◆ Request:
Please pick out every line in the records below that contains the word "bare" and copy each of those lines.

◆ Supplied material:
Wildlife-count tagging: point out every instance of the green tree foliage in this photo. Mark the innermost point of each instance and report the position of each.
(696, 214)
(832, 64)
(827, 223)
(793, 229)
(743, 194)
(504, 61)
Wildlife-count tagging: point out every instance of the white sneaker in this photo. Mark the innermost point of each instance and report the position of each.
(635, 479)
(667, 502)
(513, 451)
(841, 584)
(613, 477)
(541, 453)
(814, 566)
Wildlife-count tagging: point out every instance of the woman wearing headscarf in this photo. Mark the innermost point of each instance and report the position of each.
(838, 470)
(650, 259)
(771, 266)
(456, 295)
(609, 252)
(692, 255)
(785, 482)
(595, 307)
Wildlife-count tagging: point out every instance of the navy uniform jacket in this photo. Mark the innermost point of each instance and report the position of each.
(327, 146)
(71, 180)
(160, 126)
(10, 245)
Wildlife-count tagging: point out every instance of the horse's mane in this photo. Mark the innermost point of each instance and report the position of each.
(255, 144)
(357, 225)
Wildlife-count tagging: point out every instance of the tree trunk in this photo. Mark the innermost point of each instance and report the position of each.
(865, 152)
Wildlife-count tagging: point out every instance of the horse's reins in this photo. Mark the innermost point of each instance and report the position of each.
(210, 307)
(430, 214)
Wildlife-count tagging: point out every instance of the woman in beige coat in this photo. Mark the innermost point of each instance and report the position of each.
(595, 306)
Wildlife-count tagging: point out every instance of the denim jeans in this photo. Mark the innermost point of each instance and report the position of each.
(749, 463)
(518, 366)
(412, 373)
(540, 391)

==

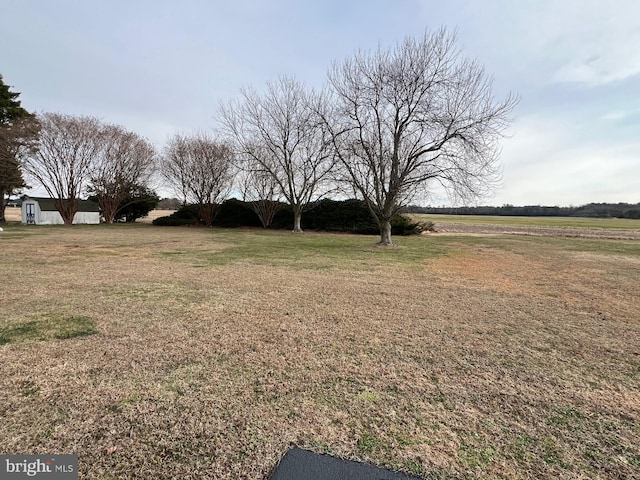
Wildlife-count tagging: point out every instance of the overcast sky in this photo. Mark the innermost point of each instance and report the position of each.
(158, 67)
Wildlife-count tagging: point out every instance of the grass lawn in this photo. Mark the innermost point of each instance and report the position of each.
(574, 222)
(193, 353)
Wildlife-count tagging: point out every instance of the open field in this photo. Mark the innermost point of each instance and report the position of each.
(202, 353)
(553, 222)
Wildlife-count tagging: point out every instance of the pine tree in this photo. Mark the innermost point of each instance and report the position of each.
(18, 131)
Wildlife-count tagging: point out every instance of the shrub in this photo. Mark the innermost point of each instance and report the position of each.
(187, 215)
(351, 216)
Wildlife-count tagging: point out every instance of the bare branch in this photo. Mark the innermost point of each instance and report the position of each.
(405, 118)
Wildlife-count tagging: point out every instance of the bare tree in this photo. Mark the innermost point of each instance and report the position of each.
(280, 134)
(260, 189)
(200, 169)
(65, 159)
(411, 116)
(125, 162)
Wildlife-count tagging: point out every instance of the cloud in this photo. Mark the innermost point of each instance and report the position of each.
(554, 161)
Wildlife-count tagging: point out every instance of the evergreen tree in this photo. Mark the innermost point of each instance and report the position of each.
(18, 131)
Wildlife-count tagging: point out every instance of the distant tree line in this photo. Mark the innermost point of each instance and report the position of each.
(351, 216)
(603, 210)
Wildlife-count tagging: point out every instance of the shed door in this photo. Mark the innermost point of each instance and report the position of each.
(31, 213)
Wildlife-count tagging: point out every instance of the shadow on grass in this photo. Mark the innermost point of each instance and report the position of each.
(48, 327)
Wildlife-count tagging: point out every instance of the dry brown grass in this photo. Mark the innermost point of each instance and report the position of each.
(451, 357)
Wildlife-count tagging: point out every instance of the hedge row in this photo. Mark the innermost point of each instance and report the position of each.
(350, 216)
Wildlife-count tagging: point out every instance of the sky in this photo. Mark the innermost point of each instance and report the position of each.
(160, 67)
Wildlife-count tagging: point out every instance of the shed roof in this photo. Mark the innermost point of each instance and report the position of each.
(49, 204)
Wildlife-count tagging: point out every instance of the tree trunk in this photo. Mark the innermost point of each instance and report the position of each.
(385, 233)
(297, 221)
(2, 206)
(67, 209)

◆ Task output:
Wildlife-count tagging: point out every instance of the bare branch in this photo. Mark the innermost point of each instance and report the position of each.
Wildlife-count tagging: point out every instance of the bare tree in this photo. Mark the innermost point of each instance and report the position of each.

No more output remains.